-------- Text excerpt

John UtgaardMurray, Kentucky


Red Lodge Clay Center – Short-Term Resident 2018

I grew up in Carbondale, Illinois and became interested in Ceramics while in high school, out of a kind of Emersonian desire for self-reliance. My father, a Geologist, taught the field course for SIU-C each summer near Red Lodge,Montana, and from an early age I was influenced by the scope and solitude of the mountains. I studied at Southern Illinois University Carbondale, the Kansas City Art Institute, and at Alfred University, where I received my MFA in 1999.

In addition to having been an artist in residence at the Archie Bray Foundation, the Northern Clay Center, and the Red Lodge Clay Center, I have also taught at the University of Texas at Austin, Penn State University, and currently teach in the ceramics area of Murray State’s department of Art and Design. My artwork includes both pottery and sculpture, and recent exhibitions include the solo shows, Mind-Matter at the McGlothlin Center for the Arts in Emory, Virginia (2020), Convergent Boundaries at Schaller Gallery in Baroda, Michigan (2022), and the group exhibition Facets at the Museum of Contemporary Art in Jacksonville, Florida (2023).

I have always had vivid dreams, and though I have never been a religious or superstitious person, I have always believed that my dreams had significance. The fact that there are large parts of myself that I can’t experience in waking life is deeply fascinating and disturbing to me, and it motivates much of my work as an artist. I think of the things I make as geological, biological and psychological relics, as if my mind were a site of excavation. Wet clay records the work of our hands and reflects the softness of our bodies as well as the plasticity of our thoughts. When we fire it, it becomes like a fossil—hard, dead and stony, but with the evidence of a time when it was soft and alive in someone’s hands. I am attracted to how clay can speak of our living bodies but at the same time of our mortality and of the span of geologic time.

----------------
-------- Data records

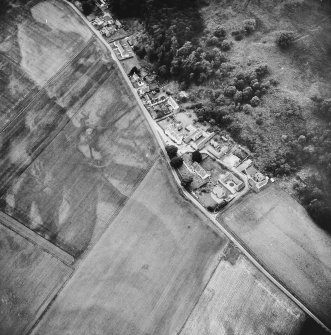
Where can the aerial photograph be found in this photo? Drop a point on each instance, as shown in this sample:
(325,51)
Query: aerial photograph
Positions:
(165,167)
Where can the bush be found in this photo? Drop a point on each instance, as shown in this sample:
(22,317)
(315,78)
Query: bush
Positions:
(262,70)
(171,151)
(249,26)
(259,121)
(87,7)
(255,101)
(196,156)
(187,180)
(285,39)
(225,45)
(247,93)
(238,34)
(230,91)
(238,97)
(176,162)
(220,32)
(213,40)
(247,109)
(325,108)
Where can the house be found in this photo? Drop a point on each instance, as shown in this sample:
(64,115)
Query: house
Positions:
(172,133)
(219,151)
(191,131)
(124,53)
(231,182)
(108,19)
(231,160)
(173,104)
(118,24)
(197,145)
(142,90)
(200,171)
(256,179)
(97,23)
(244,165)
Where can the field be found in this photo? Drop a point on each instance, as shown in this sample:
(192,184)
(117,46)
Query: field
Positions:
(147,271)
(245,303)
(302,71)
(30,277)
(75,146)
(277,229)
(80,170)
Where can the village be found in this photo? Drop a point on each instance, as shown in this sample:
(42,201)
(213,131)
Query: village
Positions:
(210,164)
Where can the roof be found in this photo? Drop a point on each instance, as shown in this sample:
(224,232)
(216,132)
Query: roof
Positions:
(173,103)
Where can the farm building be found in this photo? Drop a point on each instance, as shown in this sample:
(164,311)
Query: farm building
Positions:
(200,171)
(231,182)
(172,133)
(173,104)
(256,179)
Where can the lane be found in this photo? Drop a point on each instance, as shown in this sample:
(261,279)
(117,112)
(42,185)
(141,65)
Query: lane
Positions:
(186,194)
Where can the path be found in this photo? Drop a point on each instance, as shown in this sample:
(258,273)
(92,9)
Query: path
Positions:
(186,194)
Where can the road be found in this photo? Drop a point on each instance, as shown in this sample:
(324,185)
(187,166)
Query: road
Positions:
(187,195)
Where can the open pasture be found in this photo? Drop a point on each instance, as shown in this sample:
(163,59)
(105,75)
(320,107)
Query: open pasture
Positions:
(239,300)
(146,272)
(29,278)
(278,230)
(75,147)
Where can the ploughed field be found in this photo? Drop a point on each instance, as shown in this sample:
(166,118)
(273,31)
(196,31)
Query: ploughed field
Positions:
(158,270)
(73,145)
(29,278)
(77,161)
(277,229)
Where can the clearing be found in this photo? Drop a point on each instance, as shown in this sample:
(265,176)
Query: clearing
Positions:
(30,278)
(146,272)
(239,300)
(75,146)
(277,229)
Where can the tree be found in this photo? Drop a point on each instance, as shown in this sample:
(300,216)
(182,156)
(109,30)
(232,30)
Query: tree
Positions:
(87,6)
(196,156)
(176,162)
(171,151)
(220,32)
(187,180)
(325,108)
(285,39)
(249,26)
(225,45)
(255,101)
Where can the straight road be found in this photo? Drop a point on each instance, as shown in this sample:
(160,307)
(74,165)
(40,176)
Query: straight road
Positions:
(219,227)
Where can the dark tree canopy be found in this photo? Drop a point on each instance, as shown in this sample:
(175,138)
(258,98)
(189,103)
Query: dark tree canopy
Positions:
(171,150)
(176,162)
(196,156)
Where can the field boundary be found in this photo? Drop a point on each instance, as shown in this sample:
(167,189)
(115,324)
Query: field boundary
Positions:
(36,239)
(242,247)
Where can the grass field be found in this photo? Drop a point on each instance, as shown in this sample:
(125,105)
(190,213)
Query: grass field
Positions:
(29,278)
(146,272)
(239,300)
(278,230)
(75,146)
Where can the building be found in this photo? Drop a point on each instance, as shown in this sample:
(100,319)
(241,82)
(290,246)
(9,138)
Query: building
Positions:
(256,179)
(172,133)
(142,90)
(198,145)
(244,165)
(108,19)
(231,182)
(173,104)
(200,171)
(123,53)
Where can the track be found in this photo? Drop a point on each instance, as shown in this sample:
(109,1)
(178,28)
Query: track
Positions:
(187,195)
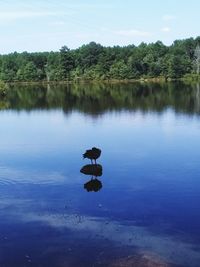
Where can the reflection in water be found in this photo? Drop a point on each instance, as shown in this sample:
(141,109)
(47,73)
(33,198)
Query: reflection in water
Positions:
(93,185)
(47,218)
(92,169)
(95,99)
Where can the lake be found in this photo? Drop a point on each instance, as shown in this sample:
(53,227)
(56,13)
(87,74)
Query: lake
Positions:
(144,208)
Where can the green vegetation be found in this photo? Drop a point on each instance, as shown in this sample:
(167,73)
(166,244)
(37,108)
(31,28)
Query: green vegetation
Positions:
(3,89)
(95,62)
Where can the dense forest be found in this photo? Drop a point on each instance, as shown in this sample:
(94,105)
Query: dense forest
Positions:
(96,62)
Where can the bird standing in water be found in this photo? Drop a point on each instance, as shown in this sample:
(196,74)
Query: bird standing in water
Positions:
(92,154)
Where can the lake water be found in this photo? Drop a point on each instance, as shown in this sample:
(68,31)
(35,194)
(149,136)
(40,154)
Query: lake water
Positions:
(147,211)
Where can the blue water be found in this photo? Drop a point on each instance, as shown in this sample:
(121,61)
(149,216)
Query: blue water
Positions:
(147,211)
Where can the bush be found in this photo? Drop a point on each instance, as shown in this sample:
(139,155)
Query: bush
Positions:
(3,88)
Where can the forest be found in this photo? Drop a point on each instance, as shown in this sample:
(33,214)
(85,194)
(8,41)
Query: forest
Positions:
(96,62)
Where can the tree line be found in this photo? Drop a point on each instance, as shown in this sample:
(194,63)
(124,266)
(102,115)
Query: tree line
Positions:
(96,62)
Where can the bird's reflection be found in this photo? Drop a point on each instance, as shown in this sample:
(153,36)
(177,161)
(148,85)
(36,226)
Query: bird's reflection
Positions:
(93,185)
(92,169)
(95,170)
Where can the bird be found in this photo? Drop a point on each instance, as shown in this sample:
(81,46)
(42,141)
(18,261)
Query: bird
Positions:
(92,154)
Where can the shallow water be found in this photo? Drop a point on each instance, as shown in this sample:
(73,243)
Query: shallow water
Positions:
(147,211)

----------------

- **Task requirements**
[1] In the John Utgaard biography, reproduce the passage that begins at the words "In addition to" and ends after the words "Jacksonville, Florida (2023).", replacing "solo shows" with "solo exhibitions".
[2] Answer these questions using the John Utgaard biography:
(a) At which institution did he receive his MFA, and in what year?
(b) What was his father's profession?
(c) Which gallery hosted the solo show Convergent Boundaries?
[3] Continue the John Utgaard biography from its final sentence.
None of the records is required for this work.

- **Answers for the tasks**
[1]
In addition to having been an artist in residence at the Archie Bray Foundation, the Northern Clay Center, and the Red Lodge Clay Center, I have also taught at the University of Texas at Austin, Penn State University, and currently teach in the ceramics area of Murray State’s department of Art and Design. My artwork includes both pottery and sculpture, and recent exhibitions include the solo exhibitions, Mind-Matter at the McGlothlin Center for the Arts in Emory, Virginia (2020), Convergent Boundaries at Schaller Gallery in Baroda, Michigan (2022), and the group exhibition Facets at the Museum of Contemporary Art in Jacksonville, Florida (2023).

[2]
(a) Alfred University, in 1999.
(b) He was a geologist.
(c) Schaller Gallery in Baroda, Michigan.

[3]
I have long been fascinated by the unconsciousness; the hidden mental substrate that we all share. It’s the silent audience to our inner narration, a presence we can feel and see evidence of, but never view directly. In What It Is, Lynda Barry describes playing by herself as a child and the presence of something else “playing back.” I think this mysterious part of ourselves is critical to how we develop imagination and empathy. Heart of the Mountain, Roots of the Mountain is part of a series of works that are a meditation on these themes, but are also about memory, landscape and the body. This particular piece is an attempt to touch and honor a landscape I crossed as a child, and later as an adult.